── Input data ──
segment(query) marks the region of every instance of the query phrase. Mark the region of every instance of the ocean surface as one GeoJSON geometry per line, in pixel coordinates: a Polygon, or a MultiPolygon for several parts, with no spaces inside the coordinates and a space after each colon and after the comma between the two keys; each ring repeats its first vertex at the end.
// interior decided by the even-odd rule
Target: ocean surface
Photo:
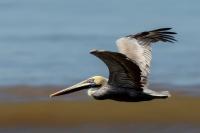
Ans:
{"type": "Polygon", "coordinates": [[[116,51],[119,37],[172,27],[178,42],[153,46],[150,81],[200,84],[200,1],[1,0],[0,86],[69,85],[108,76],[91,49],[116,51]]]}

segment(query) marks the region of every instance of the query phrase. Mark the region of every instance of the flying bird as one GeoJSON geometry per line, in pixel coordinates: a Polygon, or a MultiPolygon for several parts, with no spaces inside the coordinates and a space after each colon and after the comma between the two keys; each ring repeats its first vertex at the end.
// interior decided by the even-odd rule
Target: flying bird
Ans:
{"type": "Polygon", "coordinates": [[[149,89],[148,76],[153,43],[175,42],[171,28],[160,28],[128,35],[116,41],[119,52],[92,50],[90,53],[101,59],[109,69],[109,78],[90,77],[76,85],[55,92],[50,97],[88,89],[88,95],[97,100],[139,102],[170,97],[168,91],[149,89]]]}

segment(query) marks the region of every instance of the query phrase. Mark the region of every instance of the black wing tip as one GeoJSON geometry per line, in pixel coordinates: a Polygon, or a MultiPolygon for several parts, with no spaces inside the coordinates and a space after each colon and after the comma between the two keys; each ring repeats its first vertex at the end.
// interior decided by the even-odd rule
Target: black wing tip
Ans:
{"type": "Polygon", "coordinates": [[[159,29],[152,30],[151,32],[162,32],[162,33],[166,33],[166,34],[177,34],[176,32],[170,31],[172,29],[173,28],[171,28],[171,27],[159,28],[159,29]]]}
───
» **Exercise instructions**:
Please copy all the lines above word for word, leaving out the pictures.

» **Complete answer**:
segment(query) marks the region of every instance of the query phrase. Mark the region of every instance of the ocean surface as one GeoJSON geometry per line, in pixel coordinates: a Polygon, or a MultiPolygon for several parts, with no spaces inside the coordinates and a space after each colon and after the comma between the two keys; each ring repeats its first vertex at the end.
// interior decided by the even-odd rule
Target: ocean surface
Photo:
Ans:
{"type": "Polygon", "coordinates": [[[116,51],[119,37],[172,27],[178,42],[153,46],[150,81],[200,84],[200,1],[1,0],[0,86],[69,85],[108,76],[91,49],[116,51]]]}

segment(query) marks the region of every instance of the query phrase. Mark the region of every instance of the flying bird as one GeoJSON geometry per line, in pixel coordinates: a Polygon, or a MultiPolygon for several parts, with no spaces inside the coordinates and a space after each colon and after the comma between the two keys; each ring repeats its first vertex at the end.
// interior decided by the even-odd rule
Target: flying bird
Ans:
{"type": "Polygon", "coordinates": [[[149,89],[148,76],[153,43],[175,42],[171,28],[160,28],[128,35],[116,41],[119,52],[92,50],[90,53],[101,59],[109,69],[109,78],[90,77],[76,85],[55,92],[50,97],[88,89],[88,95],[97,100],[139,102],[170,97],[168,91],[149,89]]]}

segment(query) marks the region of every instance of the query phrase. Mark the region of every instance of the black wing tip as one GeoJSON geometry per line, in pixel coordinates: a Polygon, or a MultiPolygon for several parts, with no spaces inside the coordinates and a space after each colon and after the comma between the two keys; each ring repeats its first vertex at the end.
// interior decided by the even-odd rule
Target: black wing tip
Ans:
{"type": "Polygon", "coordinates": [[[159,29],[152,30],[151,32],[162,32],[162,33],[166,33],[166,34],[177,34],[176,32],[170,31],[172,29],[173,28],[171,28],[171,27],[159,28],[159,29]]]}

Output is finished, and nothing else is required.